> Supplied passage:
Now some one may say that
all men desire the apparent good, but have no control over the appearance, but
the end appears to each man in a form answering to his character. We reply that
if each man is somehow responsible for his state of mind, he will also be
himself somehow responsible for the appearance; but if not, no one is
responsible for his own evildoing, but every one does evil acts through
ignorance of the end, thinking that by these he will get what is best, and the
aiming at the end is not self-chosen but one must be born with an eye, as it
were, by which to judge rightly and choose what is truly good, and he is well
endowed by nature who is well endowed with this. For it is what is greatest and
most noble, and what we cannot get or learn from another, but must have just
such as it was when given us at birth, and to be well and nobly endowed with
this will be perfect and true excellence of natural endowment. If this is true,
then, how will virtue be more voluntary than vice? To both men alike, the good
and the bad, the end appears and is fixed by nature or however it may be, and it
is by referring everything else to this that men do whatever they do.

> Things to do:
A. In the passage on virtue and vice, what does it say a person must be born with in order to judge rightly and choose what is truly good?
B. List every word ending in "-ly" in the passage on virtue and vice.
C. Carry on the passage on virtue and vice from its final sentence.

> Raw records:
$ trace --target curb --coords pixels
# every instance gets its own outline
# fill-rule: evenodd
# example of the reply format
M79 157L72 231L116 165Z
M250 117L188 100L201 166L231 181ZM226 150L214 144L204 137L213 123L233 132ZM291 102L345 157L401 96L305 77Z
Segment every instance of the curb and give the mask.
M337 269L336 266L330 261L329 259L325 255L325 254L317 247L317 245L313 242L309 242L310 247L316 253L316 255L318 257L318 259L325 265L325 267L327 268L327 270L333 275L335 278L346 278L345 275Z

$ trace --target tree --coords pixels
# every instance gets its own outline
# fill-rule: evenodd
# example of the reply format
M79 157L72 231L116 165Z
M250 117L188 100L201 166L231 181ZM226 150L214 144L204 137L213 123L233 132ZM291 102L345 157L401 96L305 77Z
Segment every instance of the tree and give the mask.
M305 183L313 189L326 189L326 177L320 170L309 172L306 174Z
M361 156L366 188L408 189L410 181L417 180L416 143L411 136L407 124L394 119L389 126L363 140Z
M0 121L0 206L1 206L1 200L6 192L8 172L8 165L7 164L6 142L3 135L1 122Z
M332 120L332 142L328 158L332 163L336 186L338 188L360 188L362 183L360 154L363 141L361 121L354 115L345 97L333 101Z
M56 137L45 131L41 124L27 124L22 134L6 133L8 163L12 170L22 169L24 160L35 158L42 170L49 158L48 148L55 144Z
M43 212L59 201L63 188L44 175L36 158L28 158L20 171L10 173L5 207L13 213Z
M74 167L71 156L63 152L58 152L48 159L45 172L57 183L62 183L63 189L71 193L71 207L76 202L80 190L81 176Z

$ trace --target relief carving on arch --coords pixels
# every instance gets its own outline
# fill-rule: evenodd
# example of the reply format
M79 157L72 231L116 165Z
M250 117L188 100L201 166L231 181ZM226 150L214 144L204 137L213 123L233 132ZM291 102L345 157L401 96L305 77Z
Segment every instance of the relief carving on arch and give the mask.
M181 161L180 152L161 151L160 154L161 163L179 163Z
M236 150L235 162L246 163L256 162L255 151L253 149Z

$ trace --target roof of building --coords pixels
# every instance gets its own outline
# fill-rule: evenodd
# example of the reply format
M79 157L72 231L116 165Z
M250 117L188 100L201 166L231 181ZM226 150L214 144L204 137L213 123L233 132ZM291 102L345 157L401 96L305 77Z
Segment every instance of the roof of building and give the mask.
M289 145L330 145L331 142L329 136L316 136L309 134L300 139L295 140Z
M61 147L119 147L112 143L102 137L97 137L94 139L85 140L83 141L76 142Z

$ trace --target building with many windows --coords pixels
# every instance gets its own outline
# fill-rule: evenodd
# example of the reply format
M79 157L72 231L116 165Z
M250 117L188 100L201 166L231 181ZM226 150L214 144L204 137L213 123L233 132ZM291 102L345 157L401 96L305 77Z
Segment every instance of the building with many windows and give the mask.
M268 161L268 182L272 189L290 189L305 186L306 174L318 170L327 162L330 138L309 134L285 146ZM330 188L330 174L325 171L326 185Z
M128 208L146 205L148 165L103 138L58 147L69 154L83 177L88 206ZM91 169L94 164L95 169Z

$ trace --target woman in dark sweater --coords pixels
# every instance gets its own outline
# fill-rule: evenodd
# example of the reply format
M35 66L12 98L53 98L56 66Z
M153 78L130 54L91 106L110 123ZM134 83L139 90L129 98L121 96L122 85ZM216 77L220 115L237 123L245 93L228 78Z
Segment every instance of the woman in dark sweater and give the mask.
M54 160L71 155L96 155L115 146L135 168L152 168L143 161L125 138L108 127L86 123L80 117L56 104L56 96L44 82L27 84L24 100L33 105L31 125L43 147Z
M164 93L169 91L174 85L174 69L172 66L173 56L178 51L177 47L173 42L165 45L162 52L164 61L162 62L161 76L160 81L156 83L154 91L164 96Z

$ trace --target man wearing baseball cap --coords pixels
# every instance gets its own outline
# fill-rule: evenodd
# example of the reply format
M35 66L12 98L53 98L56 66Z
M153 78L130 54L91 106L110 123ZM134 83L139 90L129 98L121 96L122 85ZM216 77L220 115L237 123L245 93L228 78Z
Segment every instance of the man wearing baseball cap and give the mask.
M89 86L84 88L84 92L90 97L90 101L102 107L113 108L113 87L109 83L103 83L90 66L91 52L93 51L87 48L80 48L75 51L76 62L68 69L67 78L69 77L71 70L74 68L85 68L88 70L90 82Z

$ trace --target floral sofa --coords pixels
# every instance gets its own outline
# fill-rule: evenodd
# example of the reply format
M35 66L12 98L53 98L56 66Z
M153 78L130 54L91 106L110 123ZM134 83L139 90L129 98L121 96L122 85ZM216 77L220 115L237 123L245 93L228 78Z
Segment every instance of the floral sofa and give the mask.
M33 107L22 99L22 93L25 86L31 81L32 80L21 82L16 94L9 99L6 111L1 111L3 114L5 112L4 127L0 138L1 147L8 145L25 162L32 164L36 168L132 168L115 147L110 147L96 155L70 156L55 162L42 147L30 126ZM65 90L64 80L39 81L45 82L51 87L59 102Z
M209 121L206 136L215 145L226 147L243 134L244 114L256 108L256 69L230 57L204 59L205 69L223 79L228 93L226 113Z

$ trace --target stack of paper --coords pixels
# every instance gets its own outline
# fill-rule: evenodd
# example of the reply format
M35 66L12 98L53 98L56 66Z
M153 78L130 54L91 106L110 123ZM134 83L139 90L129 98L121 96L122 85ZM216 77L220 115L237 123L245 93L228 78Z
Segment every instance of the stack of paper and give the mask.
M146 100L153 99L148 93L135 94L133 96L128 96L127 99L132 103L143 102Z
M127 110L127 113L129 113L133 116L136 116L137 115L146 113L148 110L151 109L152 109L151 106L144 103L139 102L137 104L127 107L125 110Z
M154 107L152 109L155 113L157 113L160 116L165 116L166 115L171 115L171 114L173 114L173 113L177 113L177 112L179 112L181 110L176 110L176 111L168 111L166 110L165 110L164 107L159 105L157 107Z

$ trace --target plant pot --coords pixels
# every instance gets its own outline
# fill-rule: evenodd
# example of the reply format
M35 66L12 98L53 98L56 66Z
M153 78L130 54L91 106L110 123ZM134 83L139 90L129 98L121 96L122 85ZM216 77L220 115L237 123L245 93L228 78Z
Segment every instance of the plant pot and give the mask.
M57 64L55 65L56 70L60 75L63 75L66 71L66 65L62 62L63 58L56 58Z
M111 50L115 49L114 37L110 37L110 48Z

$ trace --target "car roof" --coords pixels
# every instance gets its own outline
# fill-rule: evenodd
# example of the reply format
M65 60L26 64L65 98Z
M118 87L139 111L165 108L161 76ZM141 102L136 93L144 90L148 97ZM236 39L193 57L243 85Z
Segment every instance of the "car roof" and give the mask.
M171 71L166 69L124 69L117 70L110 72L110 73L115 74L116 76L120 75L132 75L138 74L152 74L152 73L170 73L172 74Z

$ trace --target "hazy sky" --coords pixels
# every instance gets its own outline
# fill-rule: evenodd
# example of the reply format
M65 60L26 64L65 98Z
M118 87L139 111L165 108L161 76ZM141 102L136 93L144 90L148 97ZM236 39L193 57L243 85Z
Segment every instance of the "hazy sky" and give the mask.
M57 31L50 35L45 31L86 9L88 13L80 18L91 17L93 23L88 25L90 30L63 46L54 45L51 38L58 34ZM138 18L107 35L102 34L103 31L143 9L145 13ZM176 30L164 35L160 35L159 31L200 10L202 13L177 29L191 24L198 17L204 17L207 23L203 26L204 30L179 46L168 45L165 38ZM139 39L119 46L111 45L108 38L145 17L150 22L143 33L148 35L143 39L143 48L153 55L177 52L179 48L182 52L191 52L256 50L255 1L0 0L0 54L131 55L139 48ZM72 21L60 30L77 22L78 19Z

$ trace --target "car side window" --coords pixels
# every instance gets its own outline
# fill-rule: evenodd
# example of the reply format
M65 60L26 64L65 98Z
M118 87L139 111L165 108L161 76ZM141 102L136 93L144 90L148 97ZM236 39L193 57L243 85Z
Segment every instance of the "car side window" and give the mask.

> Results for each task:
A. An eye, as it were.

B. rightly, truly, nobly

C.
Whether, then, it is not
by nature that the end appears to each man such as it does appear, but something
also depends on him, or the end is natural but because the good man adopts the
means voluntarily virtue is voluntary, vice also will be none the less
voluntary; for in the case of the bad man there is equally present that which
depends on himself in his actions even if not in his end. If, then, as is
asserted, the virtues are voluntary (for we are ourselves somehow partly
responsible for our states of character, and it is by being persons of a certain
kind that we assume the end to be so and so), the vices also will be voluntary;
for the same is true of them.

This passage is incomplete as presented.